AMD makes AI hardware leap as clouds cook up accelerators

Hardware to power Artificial Intelligence workloads is a booming business right now. NVIDIA caught the wave first – seeing gross profits more than quadruple in the past quarter from $3 billion to $13 billion in Q3 2023.

Organisations around the world have snapped up its GPUs to power their large language model training and inference workloads – one European organisation has just agreed to buy up nearly 24,000 of NVIDIA’s chips.

But NVIDIA faces future pressure from many quarters: Google’s landmark new Gemini models, released this week, were trained on Google’s own Tensor Processing Units (TPUs) – and Amazon’s Titan LLMs were likewise trained on its own accelerators, even if they used NVIDIA software.

(Google’s has shared detail on its challenges, including that it expects Silent Data Corruption events “to impact training every week or two”; that it needed “several new techniques” for rapidly detecting and removing faulty hardware “combined with proactive SDC scanners on idle machines and hot standbys”’ given that “genuine machine failures are commonplace across all hardware accelerators at such large scales, due to external factors such as cosmic rays;” OpenAI has also described its challenges.)

Enter AMD with its MI300X and new libraries

Now AMD, which was slower out of the gate on the GPU front, having made great headway into the data centre CPU space in recent years, has announced the specs for its new MI300X GPU – and they look impressive.

Work to complete
(A) Say whether each statement agrees with the AI hardware article. Answer yes or no for each, and quote the deciding words from the article. (i) Google's Gemini models were trained on Google's own hardware. (ii) Amazon's Titan LLMs were trained on NVIDIA accelerators. (iii) AMD moved into GPUs faster than it moved into data center CPUs.
(B) Repeat the part of the AI hardware article word for word, starting at "Enter AMD with" and ending at "they look impressive.".
Use only the AI hardware article and no outside knowledge.

Information provided
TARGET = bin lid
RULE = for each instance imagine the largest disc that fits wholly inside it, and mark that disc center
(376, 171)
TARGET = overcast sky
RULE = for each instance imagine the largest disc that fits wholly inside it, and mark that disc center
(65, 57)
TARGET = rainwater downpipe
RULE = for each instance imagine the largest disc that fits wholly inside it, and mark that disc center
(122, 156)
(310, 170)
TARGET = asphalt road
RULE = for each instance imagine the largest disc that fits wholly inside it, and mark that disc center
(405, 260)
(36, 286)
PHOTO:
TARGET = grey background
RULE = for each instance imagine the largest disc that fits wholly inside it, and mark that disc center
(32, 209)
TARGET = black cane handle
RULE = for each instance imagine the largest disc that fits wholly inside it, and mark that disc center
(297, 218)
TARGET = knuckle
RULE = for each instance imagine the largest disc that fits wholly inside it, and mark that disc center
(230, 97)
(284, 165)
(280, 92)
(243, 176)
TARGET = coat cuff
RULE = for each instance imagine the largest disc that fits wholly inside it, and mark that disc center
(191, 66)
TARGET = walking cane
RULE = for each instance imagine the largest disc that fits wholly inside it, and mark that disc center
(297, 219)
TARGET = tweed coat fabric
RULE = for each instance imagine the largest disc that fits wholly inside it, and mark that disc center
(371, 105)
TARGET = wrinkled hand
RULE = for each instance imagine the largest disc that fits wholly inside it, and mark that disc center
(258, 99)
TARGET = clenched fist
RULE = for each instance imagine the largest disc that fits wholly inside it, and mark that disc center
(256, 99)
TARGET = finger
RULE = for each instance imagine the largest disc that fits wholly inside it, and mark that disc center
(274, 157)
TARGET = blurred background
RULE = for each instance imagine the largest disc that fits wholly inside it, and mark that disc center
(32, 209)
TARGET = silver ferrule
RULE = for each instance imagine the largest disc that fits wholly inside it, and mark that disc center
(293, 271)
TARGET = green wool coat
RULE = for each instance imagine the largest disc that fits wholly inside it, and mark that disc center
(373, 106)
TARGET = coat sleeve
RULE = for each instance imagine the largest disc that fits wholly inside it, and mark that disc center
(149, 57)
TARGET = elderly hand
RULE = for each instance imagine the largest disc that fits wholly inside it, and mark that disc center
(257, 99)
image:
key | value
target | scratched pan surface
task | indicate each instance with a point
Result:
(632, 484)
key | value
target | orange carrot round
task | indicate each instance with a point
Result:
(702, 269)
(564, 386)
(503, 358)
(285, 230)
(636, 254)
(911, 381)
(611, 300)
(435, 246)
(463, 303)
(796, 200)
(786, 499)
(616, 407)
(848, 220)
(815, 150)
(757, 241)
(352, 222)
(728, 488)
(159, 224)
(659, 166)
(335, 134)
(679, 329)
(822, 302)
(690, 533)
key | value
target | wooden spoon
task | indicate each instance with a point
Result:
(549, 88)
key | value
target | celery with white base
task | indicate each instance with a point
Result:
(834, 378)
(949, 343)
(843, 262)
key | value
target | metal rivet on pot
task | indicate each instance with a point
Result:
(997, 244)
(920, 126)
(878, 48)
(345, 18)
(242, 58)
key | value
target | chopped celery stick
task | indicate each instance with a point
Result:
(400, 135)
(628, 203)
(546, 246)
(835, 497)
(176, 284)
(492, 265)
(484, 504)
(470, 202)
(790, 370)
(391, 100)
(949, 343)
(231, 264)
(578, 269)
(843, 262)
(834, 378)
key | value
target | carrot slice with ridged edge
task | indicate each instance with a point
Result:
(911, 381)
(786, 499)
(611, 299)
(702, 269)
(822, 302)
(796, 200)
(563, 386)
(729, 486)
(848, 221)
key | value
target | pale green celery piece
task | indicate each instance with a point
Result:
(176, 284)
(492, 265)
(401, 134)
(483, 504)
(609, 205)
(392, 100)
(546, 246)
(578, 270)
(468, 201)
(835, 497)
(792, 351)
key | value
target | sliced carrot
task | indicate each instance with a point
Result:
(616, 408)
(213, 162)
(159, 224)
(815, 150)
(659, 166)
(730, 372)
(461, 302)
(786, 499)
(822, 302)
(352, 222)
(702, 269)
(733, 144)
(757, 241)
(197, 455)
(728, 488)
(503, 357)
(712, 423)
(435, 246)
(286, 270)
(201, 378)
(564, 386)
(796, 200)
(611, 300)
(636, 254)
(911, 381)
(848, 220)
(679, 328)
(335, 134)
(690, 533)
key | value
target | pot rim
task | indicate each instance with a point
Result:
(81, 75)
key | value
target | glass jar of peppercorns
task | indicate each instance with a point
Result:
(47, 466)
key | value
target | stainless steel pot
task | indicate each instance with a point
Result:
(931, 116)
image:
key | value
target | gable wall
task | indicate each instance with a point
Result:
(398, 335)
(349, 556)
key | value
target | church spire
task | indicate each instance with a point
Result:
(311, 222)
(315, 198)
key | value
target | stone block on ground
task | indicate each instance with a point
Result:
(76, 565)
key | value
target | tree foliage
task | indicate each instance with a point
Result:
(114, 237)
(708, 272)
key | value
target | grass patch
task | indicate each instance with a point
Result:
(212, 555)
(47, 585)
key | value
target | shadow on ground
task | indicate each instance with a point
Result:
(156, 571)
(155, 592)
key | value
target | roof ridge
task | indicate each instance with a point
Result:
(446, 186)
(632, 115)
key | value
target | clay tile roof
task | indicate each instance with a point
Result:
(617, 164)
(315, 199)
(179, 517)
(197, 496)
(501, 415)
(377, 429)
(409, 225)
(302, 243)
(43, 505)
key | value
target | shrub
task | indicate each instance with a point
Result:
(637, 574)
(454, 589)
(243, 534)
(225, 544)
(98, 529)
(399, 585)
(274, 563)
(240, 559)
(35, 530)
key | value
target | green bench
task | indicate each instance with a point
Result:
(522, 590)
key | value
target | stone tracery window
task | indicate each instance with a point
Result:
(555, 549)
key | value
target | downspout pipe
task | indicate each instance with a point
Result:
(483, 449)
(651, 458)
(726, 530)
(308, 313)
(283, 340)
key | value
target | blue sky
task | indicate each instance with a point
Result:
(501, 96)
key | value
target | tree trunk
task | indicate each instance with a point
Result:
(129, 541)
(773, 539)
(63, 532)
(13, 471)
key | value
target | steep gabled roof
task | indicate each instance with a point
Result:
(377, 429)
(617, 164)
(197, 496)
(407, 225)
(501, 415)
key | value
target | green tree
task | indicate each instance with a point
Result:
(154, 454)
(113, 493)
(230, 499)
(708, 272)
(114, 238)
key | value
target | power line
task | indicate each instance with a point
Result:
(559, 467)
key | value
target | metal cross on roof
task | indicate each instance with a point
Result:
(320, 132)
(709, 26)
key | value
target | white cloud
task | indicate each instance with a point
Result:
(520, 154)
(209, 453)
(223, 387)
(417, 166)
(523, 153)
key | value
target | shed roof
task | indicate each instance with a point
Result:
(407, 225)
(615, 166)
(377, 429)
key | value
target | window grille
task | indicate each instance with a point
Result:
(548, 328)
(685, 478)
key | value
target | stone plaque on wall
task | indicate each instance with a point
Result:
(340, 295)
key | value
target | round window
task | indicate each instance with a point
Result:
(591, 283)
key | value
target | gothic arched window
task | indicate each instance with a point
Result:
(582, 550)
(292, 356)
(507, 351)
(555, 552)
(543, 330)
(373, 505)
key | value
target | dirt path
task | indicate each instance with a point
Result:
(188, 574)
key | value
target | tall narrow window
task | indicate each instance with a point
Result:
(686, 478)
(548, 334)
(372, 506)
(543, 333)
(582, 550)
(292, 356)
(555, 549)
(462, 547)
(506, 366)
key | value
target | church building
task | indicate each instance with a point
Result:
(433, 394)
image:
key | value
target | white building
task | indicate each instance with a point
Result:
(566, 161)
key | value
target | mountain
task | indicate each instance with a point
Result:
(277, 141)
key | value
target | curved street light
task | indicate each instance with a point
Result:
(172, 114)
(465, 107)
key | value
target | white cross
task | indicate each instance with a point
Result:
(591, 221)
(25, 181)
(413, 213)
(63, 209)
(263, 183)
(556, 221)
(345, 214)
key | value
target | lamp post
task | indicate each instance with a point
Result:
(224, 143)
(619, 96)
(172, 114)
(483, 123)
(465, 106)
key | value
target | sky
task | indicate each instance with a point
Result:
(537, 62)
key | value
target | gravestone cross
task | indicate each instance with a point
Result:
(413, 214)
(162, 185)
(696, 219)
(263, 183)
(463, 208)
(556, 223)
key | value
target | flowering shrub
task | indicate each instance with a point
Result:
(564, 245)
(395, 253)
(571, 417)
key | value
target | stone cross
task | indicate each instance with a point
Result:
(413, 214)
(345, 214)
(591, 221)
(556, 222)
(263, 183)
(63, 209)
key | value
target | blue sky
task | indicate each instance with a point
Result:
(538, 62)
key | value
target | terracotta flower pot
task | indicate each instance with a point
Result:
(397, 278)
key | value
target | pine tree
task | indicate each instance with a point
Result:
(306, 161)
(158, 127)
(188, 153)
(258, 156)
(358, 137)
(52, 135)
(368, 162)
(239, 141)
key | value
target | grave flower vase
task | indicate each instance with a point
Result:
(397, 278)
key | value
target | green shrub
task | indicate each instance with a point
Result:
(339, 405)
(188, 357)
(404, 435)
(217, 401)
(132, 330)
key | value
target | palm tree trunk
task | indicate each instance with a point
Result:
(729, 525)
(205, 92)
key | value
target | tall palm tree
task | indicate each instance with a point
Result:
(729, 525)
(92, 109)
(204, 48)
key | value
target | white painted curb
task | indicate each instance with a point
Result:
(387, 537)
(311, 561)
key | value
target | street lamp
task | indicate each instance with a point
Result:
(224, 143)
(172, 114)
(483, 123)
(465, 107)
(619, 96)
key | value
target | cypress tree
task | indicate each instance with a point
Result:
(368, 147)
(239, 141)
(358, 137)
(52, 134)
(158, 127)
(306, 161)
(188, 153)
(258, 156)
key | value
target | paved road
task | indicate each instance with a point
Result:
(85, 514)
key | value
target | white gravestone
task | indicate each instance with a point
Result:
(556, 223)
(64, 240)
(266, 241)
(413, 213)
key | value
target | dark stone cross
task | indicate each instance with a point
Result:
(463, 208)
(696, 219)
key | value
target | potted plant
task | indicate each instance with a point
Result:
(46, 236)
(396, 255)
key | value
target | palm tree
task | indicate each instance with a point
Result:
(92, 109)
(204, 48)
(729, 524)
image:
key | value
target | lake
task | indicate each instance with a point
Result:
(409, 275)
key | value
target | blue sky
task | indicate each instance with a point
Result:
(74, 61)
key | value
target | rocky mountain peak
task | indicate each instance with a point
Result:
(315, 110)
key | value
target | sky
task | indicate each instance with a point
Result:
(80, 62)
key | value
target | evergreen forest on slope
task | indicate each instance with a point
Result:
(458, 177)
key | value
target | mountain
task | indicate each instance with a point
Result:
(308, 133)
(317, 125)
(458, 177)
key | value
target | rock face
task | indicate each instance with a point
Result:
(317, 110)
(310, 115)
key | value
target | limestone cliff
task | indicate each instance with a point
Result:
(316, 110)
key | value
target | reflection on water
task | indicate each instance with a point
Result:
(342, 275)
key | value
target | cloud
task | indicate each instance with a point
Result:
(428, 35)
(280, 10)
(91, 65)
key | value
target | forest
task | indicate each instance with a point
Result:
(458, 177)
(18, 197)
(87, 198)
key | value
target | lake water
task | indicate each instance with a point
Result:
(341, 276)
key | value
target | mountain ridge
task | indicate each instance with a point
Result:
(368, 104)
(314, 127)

Answers provided
(A)
(i) Yes: "were trained on Google’s own Tensor Processing Units (TPUs)"
(ii) No: "Amazon’s Titan LLMs were likewise trained on its own accelerators"
(iii) No: "AMD, which was slower out of the gate on the GPU front, having made great headway into the data centre CPU space in recent years"

(B)
Enter AMD with its MI300X and new libraries

Now AMD, which was slower out of the gate on the GPU front, having made great headway into the data centre CPU space in recent years, has announced the specs for its new MI300X GPU – and they look impressive.